Excerpts of pointing data
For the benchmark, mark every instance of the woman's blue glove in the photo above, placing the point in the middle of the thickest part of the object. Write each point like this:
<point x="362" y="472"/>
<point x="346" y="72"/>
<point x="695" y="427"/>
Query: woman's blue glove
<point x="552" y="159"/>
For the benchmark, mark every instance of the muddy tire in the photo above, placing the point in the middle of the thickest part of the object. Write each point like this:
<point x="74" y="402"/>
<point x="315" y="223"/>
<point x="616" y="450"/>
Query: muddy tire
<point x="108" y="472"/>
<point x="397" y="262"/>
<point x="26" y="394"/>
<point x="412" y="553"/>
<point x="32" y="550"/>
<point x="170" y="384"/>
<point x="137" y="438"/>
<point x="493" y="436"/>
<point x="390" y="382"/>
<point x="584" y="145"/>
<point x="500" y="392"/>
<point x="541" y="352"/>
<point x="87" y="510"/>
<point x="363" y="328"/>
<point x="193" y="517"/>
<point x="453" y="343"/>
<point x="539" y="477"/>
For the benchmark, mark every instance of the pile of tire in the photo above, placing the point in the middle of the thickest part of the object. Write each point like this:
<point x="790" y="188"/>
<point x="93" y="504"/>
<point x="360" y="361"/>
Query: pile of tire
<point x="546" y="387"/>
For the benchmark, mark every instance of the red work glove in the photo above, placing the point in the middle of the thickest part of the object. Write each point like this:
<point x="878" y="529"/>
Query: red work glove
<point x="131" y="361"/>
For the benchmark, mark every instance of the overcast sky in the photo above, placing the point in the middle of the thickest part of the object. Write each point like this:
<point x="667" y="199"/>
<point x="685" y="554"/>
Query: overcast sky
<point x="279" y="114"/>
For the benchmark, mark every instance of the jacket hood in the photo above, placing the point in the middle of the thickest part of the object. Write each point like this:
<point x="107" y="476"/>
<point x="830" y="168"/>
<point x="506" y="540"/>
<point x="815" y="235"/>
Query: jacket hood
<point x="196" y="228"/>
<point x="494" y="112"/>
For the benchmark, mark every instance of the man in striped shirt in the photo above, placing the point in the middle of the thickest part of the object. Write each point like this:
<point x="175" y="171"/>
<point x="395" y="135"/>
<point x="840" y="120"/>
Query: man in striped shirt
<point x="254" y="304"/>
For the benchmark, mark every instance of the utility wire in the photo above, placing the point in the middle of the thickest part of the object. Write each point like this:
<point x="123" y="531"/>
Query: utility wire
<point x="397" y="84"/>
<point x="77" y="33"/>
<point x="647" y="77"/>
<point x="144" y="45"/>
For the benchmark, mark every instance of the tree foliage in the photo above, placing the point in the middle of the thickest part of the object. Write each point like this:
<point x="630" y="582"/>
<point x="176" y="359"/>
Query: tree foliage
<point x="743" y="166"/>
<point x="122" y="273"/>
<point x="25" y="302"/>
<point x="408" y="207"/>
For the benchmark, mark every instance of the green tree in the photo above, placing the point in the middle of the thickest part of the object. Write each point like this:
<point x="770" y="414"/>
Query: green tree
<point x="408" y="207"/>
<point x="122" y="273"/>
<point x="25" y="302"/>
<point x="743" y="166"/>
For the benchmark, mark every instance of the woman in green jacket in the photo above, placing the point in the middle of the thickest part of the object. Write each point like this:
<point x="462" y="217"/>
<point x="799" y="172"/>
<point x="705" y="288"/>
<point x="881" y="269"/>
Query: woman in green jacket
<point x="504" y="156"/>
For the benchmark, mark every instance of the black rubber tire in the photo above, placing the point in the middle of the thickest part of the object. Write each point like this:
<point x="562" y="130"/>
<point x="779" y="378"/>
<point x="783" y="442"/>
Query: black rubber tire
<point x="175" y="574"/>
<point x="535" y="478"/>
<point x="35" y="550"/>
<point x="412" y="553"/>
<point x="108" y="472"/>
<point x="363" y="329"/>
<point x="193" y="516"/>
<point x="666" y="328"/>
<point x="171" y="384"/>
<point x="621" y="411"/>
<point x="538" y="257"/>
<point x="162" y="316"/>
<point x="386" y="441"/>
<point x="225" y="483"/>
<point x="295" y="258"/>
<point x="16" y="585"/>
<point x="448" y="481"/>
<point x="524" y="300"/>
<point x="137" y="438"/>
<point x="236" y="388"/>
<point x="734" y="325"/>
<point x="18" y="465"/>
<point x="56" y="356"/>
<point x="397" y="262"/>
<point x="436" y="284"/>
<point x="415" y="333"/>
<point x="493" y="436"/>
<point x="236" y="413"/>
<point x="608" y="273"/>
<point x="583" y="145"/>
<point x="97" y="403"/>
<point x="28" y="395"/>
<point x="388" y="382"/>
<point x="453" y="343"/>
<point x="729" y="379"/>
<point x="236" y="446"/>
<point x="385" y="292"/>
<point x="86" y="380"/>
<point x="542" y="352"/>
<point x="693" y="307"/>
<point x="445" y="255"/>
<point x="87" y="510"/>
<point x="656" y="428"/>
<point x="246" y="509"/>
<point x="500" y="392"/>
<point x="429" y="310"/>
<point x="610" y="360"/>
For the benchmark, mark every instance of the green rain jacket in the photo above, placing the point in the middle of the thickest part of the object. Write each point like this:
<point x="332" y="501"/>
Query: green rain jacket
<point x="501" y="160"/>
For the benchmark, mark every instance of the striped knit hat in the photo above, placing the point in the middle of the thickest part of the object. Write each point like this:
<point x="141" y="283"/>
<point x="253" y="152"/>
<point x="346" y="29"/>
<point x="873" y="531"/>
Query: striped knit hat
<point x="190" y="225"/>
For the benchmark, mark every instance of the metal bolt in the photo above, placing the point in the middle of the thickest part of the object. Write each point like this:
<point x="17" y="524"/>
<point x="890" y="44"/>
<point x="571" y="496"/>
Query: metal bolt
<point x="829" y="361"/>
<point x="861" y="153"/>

--

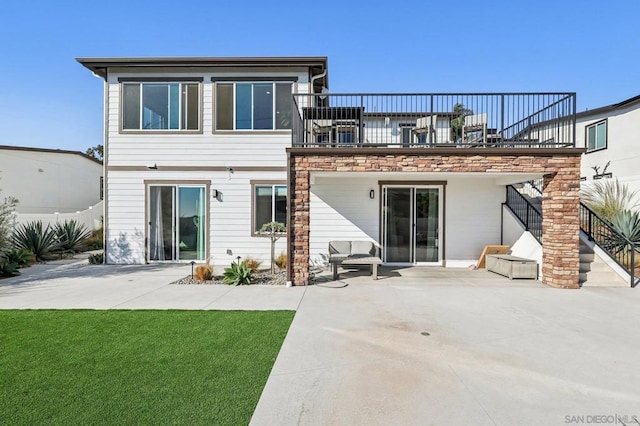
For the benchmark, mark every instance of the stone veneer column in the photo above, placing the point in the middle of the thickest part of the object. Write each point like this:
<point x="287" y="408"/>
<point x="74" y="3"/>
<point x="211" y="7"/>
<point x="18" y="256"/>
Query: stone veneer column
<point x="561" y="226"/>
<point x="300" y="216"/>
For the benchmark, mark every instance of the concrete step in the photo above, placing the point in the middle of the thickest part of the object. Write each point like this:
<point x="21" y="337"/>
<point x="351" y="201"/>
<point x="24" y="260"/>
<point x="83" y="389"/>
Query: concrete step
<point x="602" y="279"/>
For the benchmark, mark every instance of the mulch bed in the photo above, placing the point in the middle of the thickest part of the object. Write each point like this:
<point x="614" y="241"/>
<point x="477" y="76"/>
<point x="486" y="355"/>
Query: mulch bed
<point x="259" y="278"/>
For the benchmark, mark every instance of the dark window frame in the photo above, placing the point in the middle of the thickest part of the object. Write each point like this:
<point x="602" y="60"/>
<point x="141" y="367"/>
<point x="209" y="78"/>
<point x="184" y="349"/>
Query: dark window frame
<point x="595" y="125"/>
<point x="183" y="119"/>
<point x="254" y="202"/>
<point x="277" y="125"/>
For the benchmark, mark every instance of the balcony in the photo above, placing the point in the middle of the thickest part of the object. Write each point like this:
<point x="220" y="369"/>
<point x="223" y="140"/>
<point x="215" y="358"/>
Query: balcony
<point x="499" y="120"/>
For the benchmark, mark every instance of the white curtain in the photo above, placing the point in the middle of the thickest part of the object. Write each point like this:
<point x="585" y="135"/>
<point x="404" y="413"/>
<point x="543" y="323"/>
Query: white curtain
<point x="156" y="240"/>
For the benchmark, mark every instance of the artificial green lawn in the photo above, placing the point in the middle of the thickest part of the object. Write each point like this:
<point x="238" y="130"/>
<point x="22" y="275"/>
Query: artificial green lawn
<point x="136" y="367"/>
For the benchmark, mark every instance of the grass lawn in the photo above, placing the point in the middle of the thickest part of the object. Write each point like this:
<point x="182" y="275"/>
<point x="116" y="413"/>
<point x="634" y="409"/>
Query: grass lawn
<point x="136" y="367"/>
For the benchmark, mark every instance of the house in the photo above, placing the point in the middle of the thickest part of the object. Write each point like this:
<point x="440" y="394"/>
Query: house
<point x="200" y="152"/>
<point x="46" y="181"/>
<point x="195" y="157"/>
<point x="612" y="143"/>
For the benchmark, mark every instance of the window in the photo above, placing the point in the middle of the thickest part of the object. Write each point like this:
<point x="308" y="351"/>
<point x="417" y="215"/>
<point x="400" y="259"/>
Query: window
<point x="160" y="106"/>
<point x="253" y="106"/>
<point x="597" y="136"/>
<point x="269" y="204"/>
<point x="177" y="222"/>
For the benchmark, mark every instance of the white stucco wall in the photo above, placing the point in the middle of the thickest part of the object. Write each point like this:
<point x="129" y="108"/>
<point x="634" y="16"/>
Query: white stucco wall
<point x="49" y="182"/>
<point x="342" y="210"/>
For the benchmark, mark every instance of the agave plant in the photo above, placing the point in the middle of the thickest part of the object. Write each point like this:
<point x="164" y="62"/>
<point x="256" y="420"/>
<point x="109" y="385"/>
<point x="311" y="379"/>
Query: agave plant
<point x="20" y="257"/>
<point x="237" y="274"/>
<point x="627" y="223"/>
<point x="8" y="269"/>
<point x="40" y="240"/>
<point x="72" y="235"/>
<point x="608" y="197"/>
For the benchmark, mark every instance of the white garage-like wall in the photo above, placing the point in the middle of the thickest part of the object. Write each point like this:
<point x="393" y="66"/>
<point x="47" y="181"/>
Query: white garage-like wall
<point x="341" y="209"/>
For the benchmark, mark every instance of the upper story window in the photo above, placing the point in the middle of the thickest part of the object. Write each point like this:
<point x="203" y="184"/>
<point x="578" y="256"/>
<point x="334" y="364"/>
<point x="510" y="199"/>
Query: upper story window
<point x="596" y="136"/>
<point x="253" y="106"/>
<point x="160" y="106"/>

## Exercise goal
Repeat the material from the line with "For the benchmark, mark every instance of the woman's" up to and including the line with "Query: woman's blue glove".

## Correct result
For the benchmark, mark every instance of the woman's blue glove in the photo above, placing the point in the middle of the thickest part of the object. Write each point like this:
<point x="362" y="472"/>
<point x="346" y="72"/>
<point x="695" y="427"/>
Query: woman's blue glove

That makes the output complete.